■ Task brief
Rewrite the records below so that every "pixel coords" reads "pixel coordinates", keeping everything else the same.

[Lines of data]
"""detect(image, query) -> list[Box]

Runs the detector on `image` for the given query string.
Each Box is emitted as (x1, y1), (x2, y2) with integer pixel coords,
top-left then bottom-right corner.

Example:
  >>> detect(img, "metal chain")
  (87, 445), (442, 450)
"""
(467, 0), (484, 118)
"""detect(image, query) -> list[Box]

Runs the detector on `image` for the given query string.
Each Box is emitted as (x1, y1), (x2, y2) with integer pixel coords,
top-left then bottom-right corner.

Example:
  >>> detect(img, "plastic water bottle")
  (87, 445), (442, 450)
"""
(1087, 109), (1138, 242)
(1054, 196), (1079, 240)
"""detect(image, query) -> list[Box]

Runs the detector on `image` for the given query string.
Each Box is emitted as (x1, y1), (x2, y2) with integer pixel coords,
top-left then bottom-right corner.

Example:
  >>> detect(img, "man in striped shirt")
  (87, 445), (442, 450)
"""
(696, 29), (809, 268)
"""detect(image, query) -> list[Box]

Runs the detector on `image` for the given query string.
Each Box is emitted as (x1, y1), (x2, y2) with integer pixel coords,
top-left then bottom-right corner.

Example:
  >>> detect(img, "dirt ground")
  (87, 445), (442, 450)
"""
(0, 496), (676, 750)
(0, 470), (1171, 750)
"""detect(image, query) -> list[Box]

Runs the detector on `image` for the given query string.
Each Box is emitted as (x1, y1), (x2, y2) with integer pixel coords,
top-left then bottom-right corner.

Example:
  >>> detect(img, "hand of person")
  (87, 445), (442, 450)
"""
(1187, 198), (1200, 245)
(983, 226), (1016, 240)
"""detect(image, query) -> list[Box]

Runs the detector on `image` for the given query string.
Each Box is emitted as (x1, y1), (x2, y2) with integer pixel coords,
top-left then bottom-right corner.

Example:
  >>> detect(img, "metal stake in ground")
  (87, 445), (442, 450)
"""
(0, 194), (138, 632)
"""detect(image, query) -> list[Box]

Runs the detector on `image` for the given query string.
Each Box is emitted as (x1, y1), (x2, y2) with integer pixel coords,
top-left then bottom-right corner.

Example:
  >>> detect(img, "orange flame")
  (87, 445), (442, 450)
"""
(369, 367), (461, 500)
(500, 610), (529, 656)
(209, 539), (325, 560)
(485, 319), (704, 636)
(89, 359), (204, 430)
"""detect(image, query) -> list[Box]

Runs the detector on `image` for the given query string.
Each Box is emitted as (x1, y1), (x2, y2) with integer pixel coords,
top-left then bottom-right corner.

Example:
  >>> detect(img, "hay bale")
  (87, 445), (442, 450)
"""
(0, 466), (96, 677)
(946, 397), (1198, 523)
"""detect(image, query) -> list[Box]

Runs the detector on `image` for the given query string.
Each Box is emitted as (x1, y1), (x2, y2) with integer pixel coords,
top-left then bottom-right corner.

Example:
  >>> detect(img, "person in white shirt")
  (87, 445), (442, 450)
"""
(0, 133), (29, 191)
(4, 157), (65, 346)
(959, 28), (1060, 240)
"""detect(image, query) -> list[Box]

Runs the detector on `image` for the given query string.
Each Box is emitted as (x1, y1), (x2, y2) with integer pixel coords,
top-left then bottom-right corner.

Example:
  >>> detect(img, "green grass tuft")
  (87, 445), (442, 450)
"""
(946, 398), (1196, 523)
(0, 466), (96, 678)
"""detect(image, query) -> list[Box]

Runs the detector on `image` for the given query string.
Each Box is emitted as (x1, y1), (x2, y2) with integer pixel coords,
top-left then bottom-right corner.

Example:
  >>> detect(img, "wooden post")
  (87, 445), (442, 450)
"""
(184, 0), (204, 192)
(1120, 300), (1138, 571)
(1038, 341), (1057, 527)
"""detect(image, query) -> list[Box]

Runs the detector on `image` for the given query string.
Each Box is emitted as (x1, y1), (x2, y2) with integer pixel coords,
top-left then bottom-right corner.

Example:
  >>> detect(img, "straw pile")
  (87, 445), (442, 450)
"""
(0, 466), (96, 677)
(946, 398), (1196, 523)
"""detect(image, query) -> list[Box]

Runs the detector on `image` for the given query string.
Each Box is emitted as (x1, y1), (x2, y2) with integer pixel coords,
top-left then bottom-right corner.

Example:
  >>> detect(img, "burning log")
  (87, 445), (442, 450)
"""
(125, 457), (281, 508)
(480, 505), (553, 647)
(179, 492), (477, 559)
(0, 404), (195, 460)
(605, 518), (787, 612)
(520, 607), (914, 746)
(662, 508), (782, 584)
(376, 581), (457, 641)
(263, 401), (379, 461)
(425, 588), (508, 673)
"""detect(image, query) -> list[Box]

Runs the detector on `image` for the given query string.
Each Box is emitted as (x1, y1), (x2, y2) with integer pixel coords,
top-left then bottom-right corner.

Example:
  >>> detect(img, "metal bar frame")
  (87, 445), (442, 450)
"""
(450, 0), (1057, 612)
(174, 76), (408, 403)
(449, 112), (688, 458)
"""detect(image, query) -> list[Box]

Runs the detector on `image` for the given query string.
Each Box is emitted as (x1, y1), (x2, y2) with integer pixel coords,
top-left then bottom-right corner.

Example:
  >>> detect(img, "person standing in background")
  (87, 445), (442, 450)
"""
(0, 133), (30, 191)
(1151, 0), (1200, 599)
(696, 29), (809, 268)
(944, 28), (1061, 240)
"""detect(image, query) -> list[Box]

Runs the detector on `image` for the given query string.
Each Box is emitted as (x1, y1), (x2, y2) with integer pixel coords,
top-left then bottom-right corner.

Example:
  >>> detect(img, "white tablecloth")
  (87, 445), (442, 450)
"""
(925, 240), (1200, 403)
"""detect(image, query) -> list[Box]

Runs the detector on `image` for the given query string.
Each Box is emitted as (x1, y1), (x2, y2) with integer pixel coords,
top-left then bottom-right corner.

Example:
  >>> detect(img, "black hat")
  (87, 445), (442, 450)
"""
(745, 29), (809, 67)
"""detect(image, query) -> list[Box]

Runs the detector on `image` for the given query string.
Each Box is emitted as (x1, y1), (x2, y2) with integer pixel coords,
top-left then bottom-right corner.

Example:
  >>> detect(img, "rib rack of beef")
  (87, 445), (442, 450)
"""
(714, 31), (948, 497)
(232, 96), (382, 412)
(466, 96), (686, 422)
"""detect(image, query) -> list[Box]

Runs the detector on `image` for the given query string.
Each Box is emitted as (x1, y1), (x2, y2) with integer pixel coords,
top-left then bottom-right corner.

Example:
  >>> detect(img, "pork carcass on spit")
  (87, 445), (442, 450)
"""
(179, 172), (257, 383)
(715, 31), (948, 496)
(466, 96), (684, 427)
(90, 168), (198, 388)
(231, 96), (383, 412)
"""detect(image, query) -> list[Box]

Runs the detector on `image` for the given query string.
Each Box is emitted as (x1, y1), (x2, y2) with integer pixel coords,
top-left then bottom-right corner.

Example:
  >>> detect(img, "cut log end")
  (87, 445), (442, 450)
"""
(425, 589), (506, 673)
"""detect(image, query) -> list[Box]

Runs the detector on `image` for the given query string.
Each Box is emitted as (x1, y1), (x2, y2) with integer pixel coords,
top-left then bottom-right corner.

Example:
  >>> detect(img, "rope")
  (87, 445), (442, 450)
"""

■ Output of the task
"""detect(image, query) -> list[Box]

Runs the detector on `image` for the given query string.
Each Box is emitted as (x1, y1), (x2, y2) with integer pixel coordinates,
top-left then bottom-right corner.

Example:
  >>> detect(img, "metal chain")
  (87, 445), (442, 450)
"""
(467, 0), (484, 118)
"""detect(image, query) -> list[Box]

Runs the detector on `image` for the given query string.
Each Box is emitted as (x1, y1), (x2, y2) with integer pixel coordinates,
top-left then bottom-right corner.

Example:
  >>> detect(img, "plastic water bottle")
  (87, 445), (442, 450)
"""
(1087, 109), (1138, 242)
(1054, 196), (1079, 240)
"""detect(image, query) -> list[Box]

Runs the detector on `image` for the given query string.
Each Box is emitted as (x1, y1), (x2, y2) with integer pixel coordinates,
top-left then bottom-right corner.

Example:
  >>> detect(img, "man in striped shirt")
  (87, 445), (442, 450)
"""
(696, 29), (809, 268)
"""detect(image, query) -> list[Box]

Runs the detector on `image` for the given query string.
Each Box is emitted as (x1, y1), (x2, y2) with integer pixel coordinates,
top-left then bottom-right corner.

Example:
  >>> detect(img, "dirt ground")
  (87, 445), (442, 450)
"""
(0, 496), (676, 750)
(0, 470), (1171, 750)
"""detect(image, query) -> list[Box]

Runs the detector on `image` for the given query string.
Each Box is emitted as (x1, y1), (x2, y2) with integer pixel coordinates,
top-left then bottom-right corner.

Example:
  >>> detect(img, "hand of person")
  (87, 445), (442, 450)
"""
(1187, 198), (1200, 245)
(983, 226), (1016, 240)
"""detect(image, query) -> list[Box]

Runs the detector on `image` for the given query string.
Each Box is emitted as (x1, y1), (x2, y2) with integer pixel coordinates,
top-left then bottom-right corner.

Example:
  >>> detect(img, "metal stake in ground")
  (87, 445), (442, 450)
"""
(0, 194), (138, 632)
"""detect(image, query) -> list[Box]

Runs the detector on `image` for the given query string.
Each Box is emitted as (x1, y1), (x2, y2) with integer pixel coordinates,
top-left then bottom-right corner.

Example:
  >>> detect(img, "orange flame")
  (87, 445), (442, 450)
"""
(369, 367), (461, 500)
(500, 610), (529, 656)
(209, 539), (325, 560)
(485, 319), (704, 636)
(89, 359), (204, 430)
"""detect(image, query) -> list[Box]

Runs the detector on `image` for the given query string.
Each Box is emitted as (x1, y1), (x2, y2) with integer pixel coordinates,
top-left then bottom-right corner.

Example:
  >>> detect(img, "hay bale")
  (87, 445), (442, 450)
"""
(0, 466), (96, 677)
(946, 397), (1198, 523)
"""detect(image, query) -> list[Box]

Runs the detector on `image` for the given query string.
Each Box is emitted as (x1, y1), (x2, y2) with integer pixel coordinates,
top-left then bottom-right corner.

Example:
  >>> detect(img, "person in white shirt")
  (87, 445), (442, 450)
"""
(0, 133), (29, 191)
(4, 157), (65, 346)
(959, 28), (1060, 240)
"""detect(image, query) -> list[Box]

Runs the detector on `image` for the given query string.
Each Box is emitted as (x1, y1), (x2, y2) with integer pixel coordinates,
top-left then bottom-right corner.

Example:
  >>> detect(img, "green grass tuft")
  (87, 445), (442, 450)
"""
(946, 398), (1196, 523)
(0, 466), (96, 678)
"""detect(image, query) -> list[Box]

Runs the detector on `image` for the given query string.
Each Box is emitted as (x1, y1), (x2, y2) with integer pixel coordinates,
top-left then bottom-right corner.

Example:
  >>> detect(img, "wooden post")
  (87, 445), (442, 450)
"""
(184, 0), (204, 192)
(1120, 300), (1138, 571)
(1038, 341), (1057, 527)
"""detect(image, query) -> list[Box]

Runs the detector on `image` for the given query string.
Each Box is emitted as (x1, y1), (x2, y2) with integer pixel coordinates,
top-left then bottom-right corner.

Example:
  >>> detect(img, "straw pile")
  (87, 445), (442, 450)
"""
(0, 466), (96, 677)
(946, 398), (1196, 523)
"""detect(image, query) -> list[Box]

Runs the detector on `image` for the given query string.
Each Box is emitted as (x1, y1), (x2, y2) with integer pixel coordinates,
top-left then bottom-right corner.

Example:
  >>> detect(img, "burning log")
  (87, 445), (442, 450)
"""
(125, 457), (281, 508)
(480, 505), (553, 647)
(179, 492), (477, 559)
(0, 404), (195, 460)
(605, 518), (787, 612)
(520, 607), (914, 746)
(662, 508), (782, 584)
(376, 581), (457, 641)
(263, 401), (379, 461)
(425, 588), (508, 673)
"""detect(image, query) -> list[Box]

Runs the detector on `image` for the given query string.
Each Box is emitted as (x1, y1), (x2, y2) with integer pixel coordinates,
top-left then bottom-right corner.

Example:
  >>> detect(img, "metal bar frame")
  (87, 445), (442, 450)
"""
(450, 0), (1057, 612)
(174, 76), (408, 403)
(449, 112), (688, 458)
"""detect(image, query) -> list[Box]

Runs the detector on `image` for the given query string.
Each Box is emitted as (x1, y1), (x2, y2) with integer pixel coordinates,
top-left then bottom-right corner.

Example:
  >>> detect(img, "person standing in background")
  (87, 445), (442, 450)
"""
(0, 133), (30, 191)
(1151, 0), (1200, 599)
(696, 29), (809, 268)
(944, 28), (1061, 240)
"""detect(image, query) -> list[Box]

Runs the detector on `image` for the given query string.
Each Box is emitted as (x1, y1), (x2, y2) with integer pixel coordinates,
top-left then bottom-right corner.

Example:
  >>> detect(img, "white tablecloth")
  (87, 445), (442, 450)
"""
(925, 240), (1200, 403)
"""detect(image, query) -> list[Box]

Runs the detector on `image` for the given query string.
Each Box is emitted as (x1, y1), (x2, y2) with integer pixel coordinates,
top-left then bottom-right corner.

Example:
  >>> detect(img, "black hat")
  (87, 445), (442, 450)
"""
(745, 29), (809, 67)
"""detect(image, query) -> list[Box]

Runs the detector on `image` for the given query string.
Each Box is emitted as (x1, y1), (x2, y2) with integer pixel coordinates,
top-left then bottom-right corner.

Example:
  >>> detect(img, "rib rack of beef")
  (87, 445), (442, 450)
"""
(714, 31), (948, 497)
(232, 96), (382, 412)
(466, 96), (686, 422)
"""detect(image, query) -> list[Box]

Runs the detector on `image` for the given query string.
Each Box is emitted as (x1, y1), (x2, y2) with integer pixel coordinates,
top-left then bottom-right corner.

Example:
  >>> detect(img, "pork carcass on spit")
  (87, 445), (442, 450)
"""
(179, 172), (257, 383)
(715, 31), (948, 496)
(466, 96), (684, 427)
(90, 168), (198, 388)
(231, 96), (383, 412)
"""detect(image, query) -> list[Box]

Runs the detector on `image` for the given query string.
Each Box is emitted as (x1, y1), (x2, y2) with integer pixel coordinates,
top-left then bottom-right corner.

Example:
  >>> detect(img, "cut log end")
  (87, 445), (442, 450)
"""
(425, 589), (506, 673)
"""detect(image, query) -> list[Box]

Runs the detector on `image` for the given query string.
Each Box is emitted as (x1, y1), (x2, y2) with integer pixel coordinates,
top-left then bottom-right corner.

Example:
  >>> detect(img, "rope")
  (87, 445), (442, 450)
"""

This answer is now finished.